> _The task_
Every line below that includes the word "positive" needs to be copied.

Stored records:
▬▬▬

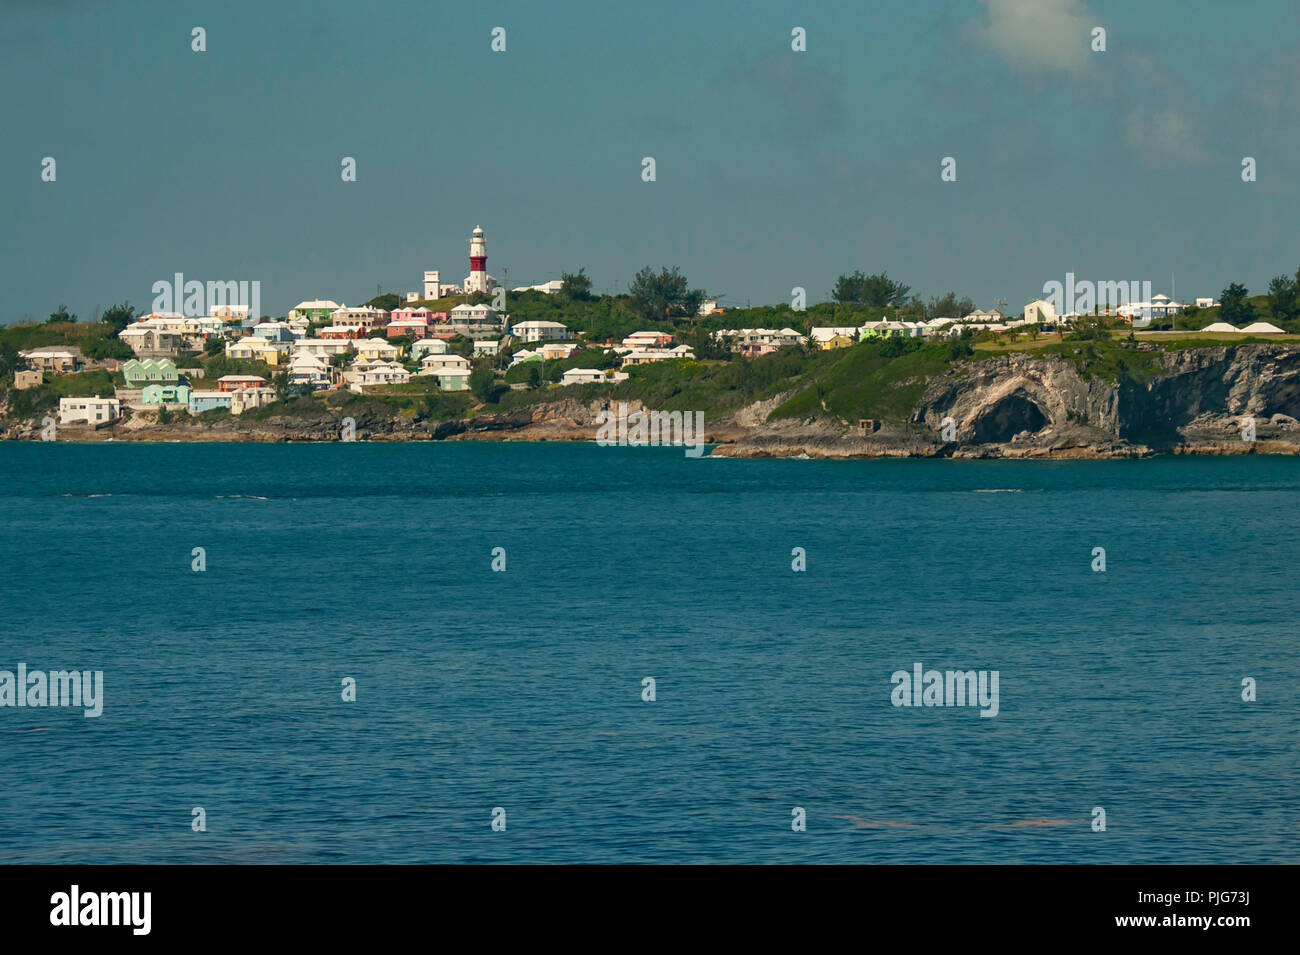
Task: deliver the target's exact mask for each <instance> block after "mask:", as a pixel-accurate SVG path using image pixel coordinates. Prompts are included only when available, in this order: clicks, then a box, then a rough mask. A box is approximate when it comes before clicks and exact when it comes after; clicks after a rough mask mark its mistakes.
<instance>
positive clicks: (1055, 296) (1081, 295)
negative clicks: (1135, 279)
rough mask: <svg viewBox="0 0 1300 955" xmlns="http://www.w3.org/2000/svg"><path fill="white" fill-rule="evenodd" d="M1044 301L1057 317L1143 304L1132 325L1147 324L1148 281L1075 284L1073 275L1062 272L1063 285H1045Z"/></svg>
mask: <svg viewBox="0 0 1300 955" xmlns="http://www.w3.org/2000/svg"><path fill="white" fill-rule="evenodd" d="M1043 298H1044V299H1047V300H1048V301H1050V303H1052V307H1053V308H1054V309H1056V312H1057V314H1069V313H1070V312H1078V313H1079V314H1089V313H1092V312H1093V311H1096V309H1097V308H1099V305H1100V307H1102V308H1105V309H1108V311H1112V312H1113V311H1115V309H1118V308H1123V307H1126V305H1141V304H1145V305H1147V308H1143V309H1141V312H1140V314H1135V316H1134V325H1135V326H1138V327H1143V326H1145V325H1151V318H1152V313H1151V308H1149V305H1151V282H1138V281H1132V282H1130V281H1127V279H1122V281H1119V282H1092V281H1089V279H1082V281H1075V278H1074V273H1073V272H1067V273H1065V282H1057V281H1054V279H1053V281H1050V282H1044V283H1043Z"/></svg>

▬▬▬

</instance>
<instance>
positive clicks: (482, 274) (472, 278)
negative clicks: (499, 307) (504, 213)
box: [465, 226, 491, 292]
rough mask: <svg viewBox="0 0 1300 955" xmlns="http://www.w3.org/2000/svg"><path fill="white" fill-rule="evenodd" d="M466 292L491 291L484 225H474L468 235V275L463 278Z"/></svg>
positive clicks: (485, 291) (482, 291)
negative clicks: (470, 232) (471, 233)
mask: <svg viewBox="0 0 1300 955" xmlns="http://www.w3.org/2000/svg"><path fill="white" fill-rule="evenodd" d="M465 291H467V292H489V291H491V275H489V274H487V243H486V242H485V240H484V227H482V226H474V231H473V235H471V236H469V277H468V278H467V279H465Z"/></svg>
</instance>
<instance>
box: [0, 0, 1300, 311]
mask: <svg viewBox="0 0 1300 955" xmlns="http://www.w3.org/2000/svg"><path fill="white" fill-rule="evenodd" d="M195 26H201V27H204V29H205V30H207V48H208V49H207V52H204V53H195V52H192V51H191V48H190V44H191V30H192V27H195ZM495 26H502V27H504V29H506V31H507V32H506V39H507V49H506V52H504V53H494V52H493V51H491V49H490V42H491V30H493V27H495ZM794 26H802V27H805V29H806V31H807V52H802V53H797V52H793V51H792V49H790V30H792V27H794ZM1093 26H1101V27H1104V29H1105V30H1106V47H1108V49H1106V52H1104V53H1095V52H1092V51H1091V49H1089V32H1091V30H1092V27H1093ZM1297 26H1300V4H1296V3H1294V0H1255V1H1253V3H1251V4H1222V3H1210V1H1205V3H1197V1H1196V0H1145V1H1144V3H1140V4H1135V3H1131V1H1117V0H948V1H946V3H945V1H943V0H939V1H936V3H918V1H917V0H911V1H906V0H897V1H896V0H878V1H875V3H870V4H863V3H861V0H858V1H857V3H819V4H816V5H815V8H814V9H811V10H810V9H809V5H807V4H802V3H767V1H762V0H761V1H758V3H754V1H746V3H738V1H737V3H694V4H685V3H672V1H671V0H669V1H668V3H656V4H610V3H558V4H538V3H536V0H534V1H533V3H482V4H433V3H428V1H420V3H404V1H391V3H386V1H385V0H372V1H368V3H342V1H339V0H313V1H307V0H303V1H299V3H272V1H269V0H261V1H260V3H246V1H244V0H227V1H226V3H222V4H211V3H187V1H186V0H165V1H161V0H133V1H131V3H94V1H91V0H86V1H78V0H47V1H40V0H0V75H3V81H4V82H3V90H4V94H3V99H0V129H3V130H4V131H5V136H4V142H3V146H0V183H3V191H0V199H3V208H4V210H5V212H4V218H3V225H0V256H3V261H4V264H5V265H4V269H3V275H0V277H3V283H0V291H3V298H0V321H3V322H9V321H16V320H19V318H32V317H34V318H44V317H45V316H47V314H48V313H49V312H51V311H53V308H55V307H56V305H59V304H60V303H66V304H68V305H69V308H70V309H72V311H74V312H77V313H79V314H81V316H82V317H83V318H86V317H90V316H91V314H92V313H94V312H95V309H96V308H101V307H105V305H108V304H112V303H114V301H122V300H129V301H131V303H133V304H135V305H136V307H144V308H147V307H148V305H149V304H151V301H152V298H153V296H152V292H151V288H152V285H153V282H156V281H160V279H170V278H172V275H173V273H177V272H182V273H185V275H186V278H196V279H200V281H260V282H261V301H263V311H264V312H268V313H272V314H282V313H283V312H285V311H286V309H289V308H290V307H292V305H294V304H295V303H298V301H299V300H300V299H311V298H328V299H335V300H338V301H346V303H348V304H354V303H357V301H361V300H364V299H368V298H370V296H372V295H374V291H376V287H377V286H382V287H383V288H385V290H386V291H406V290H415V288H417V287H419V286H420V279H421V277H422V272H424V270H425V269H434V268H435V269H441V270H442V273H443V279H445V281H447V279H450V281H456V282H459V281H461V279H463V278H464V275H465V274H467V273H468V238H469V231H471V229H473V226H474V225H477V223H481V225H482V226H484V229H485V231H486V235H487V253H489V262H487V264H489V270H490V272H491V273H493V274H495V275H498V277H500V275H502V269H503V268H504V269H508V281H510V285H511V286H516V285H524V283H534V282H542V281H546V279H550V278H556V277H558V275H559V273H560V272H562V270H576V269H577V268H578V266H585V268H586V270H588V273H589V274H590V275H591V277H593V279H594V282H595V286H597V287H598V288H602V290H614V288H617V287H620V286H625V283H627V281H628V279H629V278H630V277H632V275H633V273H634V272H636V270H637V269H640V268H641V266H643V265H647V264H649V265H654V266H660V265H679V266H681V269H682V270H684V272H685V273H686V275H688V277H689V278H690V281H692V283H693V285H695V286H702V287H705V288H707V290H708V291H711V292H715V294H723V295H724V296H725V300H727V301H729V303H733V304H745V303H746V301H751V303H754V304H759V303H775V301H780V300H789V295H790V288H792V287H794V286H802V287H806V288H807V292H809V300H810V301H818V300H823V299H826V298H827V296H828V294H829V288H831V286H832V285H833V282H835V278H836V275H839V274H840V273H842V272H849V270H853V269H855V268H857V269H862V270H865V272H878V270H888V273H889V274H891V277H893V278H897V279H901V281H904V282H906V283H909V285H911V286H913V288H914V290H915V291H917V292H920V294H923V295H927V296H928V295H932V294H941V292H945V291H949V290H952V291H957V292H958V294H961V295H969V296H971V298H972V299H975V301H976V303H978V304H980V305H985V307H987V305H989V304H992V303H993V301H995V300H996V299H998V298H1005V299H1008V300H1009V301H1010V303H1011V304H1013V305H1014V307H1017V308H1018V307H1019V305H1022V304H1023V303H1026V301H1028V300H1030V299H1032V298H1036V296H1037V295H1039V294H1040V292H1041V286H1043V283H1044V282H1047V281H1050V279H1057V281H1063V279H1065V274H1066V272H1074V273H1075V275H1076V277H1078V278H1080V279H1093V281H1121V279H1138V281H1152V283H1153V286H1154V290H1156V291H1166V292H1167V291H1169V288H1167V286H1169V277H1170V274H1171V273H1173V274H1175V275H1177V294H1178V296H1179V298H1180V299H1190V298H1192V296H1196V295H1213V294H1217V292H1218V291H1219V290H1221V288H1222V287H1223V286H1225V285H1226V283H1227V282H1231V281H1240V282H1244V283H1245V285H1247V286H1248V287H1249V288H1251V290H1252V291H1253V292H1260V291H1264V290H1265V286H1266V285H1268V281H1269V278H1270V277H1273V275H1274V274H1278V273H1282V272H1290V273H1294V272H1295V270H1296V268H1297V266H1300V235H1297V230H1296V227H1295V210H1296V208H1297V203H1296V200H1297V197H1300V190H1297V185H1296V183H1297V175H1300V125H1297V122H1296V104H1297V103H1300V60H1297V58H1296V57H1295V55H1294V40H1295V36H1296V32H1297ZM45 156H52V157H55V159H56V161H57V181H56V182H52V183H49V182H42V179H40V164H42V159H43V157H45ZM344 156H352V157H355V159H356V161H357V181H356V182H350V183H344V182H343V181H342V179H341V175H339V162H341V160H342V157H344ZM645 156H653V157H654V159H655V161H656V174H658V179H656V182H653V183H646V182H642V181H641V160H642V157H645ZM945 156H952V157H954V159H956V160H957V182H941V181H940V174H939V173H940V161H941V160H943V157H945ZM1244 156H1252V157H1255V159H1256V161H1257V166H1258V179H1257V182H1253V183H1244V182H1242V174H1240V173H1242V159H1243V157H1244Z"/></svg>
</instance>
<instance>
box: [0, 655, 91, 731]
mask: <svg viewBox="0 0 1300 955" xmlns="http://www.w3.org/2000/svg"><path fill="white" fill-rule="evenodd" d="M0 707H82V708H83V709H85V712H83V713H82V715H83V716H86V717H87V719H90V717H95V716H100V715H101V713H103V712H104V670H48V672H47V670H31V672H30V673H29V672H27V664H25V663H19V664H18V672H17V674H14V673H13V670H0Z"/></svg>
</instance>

▬▬▬

> _Exercise output_
positive clicks: (1055, 296) (1081, 295)
positive clicks: (482, 274) (472, 278)
positive clicks: (485, 291) (482, 291)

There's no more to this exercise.